(Referring expression pointing data)
·····
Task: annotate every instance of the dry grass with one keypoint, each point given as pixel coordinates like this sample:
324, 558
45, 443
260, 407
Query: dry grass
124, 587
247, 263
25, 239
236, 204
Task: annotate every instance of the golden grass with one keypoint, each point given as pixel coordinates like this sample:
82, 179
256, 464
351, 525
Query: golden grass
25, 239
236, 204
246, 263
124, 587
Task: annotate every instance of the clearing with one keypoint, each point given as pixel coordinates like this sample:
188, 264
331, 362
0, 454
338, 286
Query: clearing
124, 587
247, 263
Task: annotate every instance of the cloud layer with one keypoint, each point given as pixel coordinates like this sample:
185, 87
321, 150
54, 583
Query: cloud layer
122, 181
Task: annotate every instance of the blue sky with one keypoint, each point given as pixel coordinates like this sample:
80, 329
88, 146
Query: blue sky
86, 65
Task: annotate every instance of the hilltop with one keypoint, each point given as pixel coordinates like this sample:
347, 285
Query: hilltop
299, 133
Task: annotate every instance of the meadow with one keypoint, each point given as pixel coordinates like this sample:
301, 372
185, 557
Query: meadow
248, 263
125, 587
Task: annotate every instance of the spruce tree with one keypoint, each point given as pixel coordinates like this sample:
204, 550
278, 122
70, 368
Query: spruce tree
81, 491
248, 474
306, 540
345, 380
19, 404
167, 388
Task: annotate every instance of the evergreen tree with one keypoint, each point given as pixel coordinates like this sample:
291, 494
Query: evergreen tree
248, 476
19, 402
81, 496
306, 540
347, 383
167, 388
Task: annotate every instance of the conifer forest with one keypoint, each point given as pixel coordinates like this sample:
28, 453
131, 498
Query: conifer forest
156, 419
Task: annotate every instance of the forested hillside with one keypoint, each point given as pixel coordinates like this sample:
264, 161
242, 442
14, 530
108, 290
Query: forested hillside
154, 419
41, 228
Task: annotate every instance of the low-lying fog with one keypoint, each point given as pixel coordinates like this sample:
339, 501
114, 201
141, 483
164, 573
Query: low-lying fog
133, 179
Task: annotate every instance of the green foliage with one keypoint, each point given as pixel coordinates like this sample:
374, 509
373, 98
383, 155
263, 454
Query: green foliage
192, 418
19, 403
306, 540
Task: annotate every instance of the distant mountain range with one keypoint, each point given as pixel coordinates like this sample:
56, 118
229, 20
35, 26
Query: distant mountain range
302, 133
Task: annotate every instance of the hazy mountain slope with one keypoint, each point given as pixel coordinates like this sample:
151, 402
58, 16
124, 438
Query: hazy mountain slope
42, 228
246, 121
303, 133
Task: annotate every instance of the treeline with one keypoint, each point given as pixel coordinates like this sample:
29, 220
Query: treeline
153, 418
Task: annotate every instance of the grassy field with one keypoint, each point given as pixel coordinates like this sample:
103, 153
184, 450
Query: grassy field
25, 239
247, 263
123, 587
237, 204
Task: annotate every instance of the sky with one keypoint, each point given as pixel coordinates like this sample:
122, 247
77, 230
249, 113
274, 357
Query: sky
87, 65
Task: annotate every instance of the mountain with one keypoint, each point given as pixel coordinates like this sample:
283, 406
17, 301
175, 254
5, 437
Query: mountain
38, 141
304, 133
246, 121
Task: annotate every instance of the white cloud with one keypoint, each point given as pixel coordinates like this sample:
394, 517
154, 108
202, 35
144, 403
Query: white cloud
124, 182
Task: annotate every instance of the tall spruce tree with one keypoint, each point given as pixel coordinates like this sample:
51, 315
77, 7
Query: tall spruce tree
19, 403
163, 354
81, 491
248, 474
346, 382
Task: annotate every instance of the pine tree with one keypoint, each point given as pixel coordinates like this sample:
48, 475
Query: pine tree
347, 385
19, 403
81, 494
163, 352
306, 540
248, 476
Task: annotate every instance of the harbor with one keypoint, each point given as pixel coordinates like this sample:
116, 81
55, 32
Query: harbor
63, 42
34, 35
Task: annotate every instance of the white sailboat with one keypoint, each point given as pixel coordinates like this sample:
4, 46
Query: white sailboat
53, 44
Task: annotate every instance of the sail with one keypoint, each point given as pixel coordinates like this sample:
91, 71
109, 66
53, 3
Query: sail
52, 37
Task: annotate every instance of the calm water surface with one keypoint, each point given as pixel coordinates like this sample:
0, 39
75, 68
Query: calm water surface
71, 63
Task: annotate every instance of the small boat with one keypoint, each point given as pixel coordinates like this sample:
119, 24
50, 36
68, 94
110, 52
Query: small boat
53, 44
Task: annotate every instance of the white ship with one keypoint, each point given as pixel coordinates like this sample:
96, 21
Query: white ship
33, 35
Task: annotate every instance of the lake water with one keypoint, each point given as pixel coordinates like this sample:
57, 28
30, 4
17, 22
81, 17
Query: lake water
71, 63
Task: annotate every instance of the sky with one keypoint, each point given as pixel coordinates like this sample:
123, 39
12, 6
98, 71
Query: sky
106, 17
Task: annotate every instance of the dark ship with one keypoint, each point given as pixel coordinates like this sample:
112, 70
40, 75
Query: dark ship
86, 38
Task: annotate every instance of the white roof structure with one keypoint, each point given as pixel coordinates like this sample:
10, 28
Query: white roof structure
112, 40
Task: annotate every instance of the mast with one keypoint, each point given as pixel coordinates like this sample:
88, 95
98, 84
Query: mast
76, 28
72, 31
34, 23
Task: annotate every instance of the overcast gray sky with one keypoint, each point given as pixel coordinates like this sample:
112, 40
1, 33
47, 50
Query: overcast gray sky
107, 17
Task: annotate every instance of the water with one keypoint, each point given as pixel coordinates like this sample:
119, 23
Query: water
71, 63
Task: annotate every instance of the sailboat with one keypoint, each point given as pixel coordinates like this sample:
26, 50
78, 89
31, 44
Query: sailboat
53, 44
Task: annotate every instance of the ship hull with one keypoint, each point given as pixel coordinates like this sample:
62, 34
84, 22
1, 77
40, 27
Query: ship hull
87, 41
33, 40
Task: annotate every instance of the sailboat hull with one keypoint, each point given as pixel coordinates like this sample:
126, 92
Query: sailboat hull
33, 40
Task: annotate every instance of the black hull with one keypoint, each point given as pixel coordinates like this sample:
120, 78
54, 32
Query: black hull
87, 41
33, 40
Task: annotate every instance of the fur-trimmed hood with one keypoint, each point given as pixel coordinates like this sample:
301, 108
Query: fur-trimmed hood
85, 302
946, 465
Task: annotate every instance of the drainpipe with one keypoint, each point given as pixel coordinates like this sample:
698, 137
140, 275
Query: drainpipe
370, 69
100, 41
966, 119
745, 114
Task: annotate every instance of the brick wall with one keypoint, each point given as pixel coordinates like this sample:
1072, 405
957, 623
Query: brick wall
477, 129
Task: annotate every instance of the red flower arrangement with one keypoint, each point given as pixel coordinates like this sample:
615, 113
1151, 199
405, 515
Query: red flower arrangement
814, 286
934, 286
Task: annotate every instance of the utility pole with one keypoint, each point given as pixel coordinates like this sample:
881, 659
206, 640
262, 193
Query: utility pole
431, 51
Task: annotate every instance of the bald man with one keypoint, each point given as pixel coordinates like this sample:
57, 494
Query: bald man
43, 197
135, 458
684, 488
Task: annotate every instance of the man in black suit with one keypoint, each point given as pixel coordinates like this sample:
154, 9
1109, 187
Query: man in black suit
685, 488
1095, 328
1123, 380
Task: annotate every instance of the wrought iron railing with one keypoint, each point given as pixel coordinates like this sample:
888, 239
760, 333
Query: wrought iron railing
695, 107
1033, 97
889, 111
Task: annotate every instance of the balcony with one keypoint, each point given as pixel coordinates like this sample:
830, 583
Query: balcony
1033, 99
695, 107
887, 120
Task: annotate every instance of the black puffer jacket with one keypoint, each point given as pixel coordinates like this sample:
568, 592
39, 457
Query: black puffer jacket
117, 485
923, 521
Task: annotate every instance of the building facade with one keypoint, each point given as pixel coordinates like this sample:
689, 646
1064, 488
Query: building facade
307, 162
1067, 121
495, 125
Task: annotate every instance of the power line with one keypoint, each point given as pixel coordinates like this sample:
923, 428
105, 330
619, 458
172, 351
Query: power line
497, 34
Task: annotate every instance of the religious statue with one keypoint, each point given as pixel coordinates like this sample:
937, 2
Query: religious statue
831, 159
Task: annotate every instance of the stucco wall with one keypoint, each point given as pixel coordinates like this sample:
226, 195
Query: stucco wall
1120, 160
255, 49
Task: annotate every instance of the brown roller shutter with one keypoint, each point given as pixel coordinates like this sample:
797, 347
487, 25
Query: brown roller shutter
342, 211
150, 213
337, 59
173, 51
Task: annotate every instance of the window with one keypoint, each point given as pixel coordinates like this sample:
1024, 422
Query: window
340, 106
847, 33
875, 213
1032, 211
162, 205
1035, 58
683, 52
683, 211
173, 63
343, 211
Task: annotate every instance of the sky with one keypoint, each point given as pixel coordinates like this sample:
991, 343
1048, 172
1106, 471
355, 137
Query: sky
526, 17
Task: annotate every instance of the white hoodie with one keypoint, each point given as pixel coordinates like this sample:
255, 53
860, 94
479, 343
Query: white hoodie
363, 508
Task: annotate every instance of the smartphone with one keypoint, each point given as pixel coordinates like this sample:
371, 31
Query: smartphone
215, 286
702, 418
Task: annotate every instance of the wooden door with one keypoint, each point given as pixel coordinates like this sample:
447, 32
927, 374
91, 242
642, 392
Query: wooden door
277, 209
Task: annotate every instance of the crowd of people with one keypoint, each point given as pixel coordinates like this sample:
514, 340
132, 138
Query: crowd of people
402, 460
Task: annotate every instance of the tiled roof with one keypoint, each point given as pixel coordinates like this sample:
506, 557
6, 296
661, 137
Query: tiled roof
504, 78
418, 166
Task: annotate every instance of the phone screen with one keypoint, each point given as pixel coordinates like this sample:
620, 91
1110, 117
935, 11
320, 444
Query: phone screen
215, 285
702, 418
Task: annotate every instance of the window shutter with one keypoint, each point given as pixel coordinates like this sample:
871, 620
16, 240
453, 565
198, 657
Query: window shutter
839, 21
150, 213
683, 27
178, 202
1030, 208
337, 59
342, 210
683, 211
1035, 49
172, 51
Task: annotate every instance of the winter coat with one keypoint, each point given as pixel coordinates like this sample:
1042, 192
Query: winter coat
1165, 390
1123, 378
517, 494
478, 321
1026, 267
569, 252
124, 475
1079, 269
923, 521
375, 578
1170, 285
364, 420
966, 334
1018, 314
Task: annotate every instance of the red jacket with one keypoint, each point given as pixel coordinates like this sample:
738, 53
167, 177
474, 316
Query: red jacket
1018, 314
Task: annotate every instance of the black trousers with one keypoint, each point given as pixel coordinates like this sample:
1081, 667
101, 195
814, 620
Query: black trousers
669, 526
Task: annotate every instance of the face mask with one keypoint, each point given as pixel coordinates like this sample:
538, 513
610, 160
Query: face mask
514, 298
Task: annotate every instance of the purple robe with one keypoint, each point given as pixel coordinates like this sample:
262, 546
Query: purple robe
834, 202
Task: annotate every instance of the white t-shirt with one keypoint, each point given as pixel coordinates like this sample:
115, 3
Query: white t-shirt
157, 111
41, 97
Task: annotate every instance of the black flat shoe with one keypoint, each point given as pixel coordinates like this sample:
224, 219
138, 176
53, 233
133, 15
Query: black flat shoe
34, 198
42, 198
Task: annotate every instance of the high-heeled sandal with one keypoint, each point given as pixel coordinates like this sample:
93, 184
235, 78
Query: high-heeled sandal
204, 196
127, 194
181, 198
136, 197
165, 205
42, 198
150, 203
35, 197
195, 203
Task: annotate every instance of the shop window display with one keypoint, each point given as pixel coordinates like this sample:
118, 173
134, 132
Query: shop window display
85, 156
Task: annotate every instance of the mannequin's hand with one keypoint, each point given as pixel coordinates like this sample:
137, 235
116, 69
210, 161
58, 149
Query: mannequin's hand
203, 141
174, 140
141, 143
·····
-- EXERCISE INSTRUCTIONS --
The lines above starting at the one that contains "Task: annotate every instance of the white roof" and ending at the one that contains "Task: annotate every instance of the ship" must be transcribed exactly, and no other lines may appear.

-- RESULT FOR THIS EXERCISE --
Task: annotate every instance of the white roof structure with one keypoint, each point given as pixel coordinates like this sample:
10, 28
Query: white roof structure
112, 40
Task: annotate every instance of the mast with one keypoint, each point given as pixel coordinates like this sample:
88, 95
98, 84
Query: mast
76, 28
72, 31
34, 23
Task: annotate every instance of the overcast gray sky with one keypoint, each point given as pixel coordinates like this sample:
112, 40
1, 33
47, 50
Query: overcast gray sky
107, 17
Task: annotate every instance of the water with one keypoint, each point given as pixel coordinates like this sample:
119, 23
Query: water
71, 63
Task: annotate every instance of the sailboat with one keypoint, each point given as pixel coordinates like this sample:
26, 50
78, 89
31, 44
Query: sailboat
53, 44
Task: annotate every instance of the ship hull with one keypoint, each point given as pixel coordinates like this sample:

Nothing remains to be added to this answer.